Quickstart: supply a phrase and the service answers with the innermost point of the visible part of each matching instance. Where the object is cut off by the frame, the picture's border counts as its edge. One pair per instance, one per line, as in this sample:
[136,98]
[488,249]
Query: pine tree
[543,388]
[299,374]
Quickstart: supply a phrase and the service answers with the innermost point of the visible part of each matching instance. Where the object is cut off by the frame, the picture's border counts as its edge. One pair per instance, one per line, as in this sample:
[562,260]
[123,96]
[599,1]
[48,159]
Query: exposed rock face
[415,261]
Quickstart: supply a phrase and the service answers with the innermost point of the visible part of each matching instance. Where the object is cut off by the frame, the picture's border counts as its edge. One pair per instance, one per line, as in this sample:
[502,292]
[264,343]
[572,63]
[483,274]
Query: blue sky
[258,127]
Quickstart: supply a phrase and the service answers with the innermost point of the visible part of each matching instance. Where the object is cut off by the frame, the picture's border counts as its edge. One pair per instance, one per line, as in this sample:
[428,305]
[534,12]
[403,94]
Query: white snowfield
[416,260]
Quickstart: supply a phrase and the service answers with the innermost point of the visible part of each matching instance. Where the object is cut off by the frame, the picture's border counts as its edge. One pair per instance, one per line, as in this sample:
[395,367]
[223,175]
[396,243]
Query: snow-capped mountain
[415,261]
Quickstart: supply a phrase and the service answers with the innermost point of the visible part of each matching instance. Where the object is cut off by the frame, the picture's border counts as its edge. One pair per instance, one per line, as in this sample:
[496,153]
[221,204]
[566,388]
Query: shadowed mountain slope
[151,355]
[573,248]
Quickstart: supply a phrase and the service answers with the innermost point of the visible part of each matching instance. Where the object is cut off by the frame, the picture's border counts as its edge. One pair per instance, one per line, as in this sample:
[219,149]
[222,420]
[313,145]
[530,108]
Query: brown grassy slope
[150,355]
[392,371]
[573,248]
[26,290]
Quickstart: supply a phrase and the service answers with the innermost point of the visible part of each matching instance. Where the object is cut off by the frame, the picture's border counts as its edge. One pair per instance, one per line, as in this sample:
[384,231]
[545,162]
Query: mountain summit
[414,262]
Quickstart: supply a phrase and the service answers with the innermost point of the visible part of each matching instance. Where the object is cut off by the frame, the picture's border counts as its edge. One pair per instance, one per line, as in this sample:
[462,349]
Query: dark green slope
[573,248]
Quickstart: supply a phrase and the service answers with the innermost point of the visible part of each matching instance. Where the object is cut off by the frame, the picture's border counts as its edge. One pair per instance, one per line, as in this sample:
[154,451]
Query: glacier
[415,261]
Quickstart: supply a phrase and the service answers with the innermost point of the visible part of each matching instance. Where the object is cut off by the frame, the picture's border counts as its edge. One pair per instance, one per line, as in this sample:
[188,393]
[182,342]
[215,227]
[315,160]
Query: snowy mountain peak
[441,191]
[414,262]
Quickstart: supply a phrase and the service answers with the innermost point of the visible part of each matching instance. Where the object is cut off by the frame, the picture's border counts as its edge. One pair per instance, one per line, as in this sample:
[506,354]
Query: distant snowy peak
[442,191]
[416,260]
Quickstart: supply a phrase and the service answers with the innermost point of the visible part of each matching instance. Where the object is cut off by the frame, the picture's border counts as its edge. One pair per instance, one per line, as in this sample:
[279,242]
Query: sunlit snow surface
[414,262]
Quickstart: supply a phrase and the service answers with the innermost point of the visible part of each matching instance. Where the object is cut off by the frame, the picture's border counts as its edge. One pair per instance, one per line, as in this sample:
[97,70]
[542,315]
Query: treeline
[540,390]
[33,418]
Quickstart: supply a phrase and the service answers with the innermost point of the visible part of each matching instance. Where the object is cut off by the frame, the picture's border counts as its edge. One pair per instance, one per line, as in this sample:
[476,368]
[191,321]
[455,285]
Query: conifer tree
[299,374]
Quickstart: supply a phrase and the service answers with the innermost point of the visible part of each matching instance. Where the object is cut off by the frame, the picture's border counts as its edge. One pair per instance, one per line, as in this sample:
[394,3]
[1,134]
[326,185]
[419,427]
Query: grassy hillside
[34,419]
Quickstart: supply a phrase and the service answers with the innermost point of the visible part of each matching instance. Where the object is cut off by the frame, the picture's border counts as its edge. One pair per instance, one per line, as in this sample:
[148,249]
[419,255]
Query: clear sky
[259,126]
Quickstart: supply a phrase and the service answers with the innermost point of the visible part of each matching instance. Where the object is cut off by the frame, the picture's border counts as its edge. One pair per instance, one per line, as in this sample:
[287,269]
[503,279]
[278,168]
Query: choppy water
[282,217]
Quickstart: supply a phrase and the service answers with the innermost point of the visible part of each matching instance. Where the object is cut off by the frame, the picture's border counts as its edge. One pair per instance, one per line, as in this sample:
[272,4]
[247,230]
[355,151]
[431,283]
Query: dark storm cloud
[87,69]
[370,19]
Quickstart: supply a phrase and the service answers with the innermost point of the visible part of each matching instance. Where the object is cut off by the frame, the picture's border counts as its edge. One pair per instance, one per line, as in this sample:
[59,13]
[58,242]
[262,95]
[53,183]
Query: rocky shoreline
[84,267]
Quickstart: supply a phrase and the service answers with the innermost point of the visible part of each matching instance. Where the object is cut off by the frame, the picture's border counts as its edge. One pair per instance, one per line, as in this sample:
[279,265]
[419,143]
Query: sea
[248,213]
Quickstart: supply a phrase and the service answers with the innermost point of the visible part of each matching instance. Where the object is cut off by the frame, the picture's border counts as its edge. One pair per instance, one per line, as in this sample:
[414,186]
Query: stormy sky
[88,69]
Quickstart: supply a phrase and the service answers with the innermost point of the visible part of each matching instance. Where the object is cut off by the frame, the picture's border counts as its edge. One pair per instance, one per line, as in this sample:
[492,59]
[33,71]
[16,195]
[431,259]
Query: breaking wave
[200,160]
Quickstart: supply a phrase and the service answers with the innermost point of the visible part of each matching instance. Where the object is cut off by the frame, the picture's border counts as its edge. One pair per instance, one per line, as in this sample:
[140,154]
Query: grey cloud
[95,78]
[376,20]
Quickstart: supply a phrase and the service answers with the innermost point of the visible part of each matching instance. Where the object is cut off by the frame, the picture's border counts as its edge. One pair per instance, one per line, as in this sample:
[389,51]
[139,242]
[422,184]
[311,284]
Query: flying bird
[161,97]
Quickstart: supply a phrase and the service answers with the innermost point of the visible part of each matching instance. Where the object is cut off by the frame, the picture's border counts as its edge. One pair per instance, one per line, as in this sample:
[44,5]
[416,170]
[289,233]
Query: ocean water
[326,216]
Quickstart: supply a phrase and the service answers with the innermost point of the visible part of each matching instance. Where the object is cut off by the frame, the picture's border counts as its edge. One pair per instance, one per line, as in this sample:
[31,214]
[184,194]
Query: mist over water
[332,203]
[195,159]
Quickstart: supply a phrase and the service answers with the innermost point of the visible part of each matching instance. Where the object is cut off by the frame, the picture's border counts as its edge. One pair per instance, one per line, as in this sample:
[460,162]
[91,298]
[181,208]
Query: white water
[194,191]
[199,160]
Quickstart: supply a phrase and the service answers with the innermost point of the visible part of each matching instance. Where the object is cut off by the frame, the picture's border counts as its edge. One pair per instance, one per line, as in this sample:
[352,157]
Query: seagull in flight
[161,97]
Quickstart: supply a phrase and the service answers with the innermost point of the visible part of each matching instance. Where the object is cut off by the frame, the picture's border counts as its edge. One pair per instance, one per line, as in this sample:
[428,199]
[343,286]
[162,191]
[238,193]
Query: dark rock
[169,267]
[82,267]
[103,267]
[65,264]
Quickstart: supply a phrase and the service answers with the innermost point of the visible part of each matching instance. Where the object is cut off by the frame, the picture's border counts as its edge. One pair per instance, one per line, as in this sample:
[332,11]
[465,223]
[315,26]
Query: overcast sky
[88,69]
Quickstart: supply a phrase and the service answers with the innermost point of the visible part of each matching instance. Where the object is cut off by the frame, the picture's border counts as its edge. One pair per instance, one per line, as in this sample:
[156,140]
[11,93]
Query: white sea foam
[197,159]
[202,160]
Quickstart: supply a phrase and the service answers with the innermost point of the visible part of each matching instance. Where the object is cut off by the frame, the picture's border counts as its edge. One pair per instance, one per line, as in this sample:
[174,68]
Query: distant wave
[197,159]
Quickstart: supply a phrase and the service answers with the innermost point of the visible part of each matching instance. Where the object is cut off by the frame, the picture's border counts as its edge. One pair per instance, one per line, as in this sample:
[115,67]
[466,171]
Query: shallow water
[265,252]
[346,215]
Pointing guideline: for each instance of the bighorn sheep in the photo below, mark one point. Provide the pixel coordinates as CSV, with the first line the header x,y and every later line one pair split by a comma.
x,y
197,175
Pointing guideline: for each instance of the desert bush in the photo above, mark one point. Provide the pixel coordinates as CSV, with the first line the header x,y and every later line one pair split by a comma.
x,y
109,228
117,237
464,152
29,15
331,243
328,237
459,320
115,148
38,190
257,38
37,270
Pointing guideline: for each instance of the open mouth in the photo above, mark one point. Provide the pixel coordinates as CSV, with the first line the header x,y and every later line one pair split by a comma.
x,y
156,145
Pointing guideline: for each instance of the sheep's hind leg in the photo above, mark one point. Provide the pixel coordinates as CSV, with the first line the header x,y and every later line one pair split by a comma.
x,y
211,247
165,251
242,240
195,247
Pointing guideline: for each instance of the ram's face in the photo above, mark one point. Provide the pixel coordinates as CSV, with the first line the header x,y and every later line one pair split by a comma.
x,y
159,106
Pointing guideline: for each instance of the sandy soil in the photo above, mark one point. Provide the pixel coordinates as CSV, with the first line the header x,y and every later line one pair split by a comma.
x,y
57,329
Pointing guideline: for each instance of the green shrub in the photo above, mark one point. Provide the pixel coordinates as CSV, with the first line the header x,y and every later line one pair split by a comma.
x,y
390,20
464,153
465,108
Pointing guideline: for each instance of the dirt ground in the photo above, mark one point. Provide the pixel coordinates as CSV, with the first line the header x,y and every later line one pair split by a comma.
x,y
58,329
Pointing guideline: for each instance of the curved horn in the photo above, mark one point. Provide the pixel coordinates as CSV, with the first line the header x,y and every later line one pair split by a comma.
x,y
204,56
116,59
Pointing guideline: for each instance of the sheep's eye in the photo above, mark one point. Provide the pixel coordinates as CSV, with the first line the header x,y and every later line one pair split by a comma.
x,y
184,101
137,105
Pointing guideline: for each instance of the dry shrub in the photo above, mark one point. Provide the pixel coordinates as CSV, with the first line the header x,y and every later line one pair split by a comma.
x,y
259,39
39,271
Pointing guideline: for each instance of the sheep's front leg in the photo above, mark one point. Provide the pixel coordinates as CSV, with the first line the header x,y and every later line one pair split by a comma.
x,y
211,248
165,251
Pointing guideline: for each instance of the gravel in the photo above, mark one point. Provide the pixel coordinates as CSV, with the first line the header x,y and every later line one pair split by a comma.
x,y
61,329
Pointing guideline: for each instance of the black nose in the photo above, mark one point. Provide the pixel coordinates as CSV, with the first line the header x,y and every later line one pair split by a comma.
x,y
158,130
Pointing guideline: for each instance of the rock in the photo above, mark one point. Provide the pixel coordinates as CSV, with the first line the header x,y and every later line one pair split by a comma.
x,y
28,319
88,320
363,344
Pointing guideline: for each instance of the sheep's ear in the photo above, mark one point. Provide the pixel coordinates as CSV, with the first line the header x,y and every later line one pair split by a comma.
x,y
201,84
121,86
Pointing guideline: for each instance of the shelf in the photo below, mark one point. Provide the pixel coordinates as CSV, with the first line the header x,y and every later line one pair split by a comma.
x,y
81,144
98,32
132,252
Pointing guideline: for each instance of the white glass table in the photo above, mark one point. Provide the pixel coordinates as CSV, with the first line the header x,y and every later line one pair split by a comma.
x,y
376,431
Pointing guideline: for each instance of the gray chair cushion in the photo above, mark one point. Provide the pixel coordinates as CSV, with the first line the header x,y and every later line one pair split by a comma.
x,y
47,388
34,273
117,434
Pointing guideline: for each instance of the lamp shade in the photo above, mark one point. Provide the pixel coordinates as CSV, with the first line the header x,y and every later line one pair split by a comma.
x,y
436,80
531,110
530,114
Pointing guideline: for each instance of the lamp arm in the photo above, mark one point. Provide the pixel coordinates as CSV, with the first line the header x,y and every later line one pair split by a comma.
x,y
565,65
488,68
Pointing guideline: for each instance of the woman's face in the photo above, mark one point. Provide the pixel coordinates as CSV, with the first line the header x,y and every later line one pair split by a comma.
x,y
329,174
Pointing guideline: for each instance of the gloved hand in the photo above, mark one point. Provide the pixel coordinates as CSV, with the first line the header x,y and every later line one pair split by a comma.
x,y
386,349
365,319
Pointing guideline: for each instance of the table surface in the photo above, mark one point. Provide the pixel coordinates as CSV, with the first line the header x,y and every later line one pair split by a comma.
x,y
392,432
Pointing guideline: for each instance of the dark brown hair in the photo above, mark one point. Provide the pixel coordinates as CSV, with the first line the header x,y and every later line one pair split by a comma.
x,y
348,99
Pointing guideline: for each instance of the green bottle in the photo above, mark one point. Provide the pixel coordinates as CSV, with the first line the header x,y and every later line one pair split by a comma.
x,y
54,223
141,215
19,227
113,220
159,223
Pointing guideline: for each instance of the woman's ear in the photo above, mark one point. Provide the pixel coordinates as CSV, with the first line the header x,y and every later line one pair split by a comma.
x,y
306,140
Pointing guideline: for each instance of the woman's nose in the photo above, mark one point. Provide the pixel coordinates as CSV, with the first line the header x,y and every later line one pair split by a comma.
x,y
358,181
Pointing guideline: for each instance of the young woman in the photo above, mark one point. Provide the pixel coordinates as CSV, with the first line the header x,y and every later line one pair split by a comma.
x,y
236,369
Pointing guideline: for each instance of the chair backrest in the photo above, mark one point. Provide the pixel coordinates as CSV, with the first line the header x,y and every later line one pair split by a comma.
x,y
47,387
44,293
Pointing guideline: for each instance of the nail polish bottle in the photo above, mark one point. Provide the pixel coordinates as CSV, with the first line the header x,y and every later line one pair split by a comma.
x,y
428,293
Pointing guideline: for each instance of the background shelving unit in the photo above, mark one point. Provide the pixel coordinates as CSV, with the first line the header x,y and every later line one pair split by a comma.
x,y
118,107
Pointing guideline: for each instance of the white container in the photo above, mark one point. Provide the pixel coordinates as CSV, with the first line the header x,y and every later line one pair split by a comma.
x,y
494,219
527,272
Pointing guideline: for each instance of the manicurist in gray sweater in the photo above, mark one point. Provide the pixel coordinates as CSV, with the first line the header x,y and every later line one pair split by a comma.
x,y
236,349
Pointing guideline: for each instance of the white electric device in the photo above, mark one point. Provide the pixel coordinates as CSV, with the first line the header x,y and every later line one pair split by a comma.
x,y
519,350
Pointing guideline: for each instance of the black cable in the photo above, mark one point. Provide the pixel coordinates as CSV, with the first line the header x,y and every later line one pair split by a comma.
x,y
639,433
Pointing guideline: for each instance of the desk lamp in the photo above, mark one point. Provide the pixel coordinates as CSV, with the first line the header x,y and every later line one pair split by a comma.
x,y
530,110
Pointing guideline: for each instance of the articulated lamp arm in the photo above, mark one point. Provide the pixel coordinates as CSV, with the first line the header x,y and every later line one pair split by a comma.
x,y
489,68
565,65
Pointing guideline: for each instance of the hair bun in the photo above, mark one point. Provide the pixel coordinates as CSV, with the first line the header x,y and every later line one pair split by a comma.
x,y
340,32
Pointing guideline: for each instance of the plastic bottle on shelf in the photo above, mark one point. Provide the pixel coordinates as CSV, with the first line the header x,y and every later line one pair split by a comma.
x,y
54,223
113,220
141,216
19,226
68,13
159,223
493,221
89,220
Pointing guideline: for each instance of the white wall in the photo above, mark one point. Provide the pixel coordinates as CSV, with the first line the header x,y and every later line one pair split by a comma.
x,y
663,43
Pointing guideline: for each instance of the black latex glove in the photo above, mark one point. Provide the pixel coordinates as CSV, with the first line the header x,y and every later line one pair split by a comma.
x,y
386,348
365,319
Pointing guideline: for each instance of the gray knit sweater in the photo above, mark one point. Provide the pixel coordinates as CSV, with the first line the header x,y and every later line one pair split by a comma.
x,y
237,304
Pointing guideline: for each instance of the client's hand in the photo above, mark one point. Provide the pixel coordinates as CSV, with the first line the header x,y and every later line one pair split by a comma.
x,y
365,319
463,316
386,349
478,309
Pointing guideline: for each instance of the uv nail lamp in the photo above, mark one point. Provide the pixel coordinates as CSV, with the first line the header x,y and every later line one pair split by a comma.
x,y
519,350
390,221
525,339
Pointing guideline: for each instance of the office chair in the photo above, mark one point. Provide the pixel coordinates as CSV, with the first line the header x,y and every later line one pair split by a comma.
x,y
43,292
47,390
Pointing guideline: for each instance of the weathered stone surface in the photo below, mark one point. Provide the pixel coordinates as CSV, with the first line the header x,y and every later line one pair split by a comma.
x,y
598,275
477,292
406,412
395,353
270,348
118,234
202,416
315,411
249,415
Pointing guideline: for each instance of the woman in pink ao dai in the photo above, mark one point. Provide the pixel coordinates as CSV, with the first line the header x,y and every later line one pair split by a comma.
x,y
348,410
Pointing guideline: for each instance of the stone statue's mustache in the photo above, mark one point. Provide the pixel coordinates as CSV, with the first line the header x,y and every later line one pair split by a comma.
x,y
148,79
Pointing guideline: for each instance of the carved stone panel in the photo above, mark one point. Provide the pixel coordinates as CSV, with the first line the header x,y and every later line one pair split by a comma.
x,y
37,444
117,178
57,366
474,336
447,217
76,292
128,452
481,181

════════

- **TASK OBJECTIVE**
Starting at the line that contains "Pointing guideline: for each instance of the woman in", retype each line through the end of the listing above and nothing else.

- **CORRECT ANSWER**
Pointing guideline: for each instance of the woman in pink ao dai in the photo above, mark one point. Provide the pixel coordinates as CSV, with the first line the header x,y and every later line one pair split by a comma.
x,y
348,410
Pointing guideline: for each instance of the stone statue's mustache in the photo above, mark one point. Provide the pixel coordinates as CSV, with the first line the header x,y and every later line one pair split by a comma.
x,y
148,79
Pointing guideline: for each instance of the carved stone panel in the photo above, mark one point. Provide the pixel coordinates as CSV, with the first line the header x,y and every later line one pair split by a comma.
x,y
37,444
117,178
57,366
474,336
447,217
76,292
128,452
481,181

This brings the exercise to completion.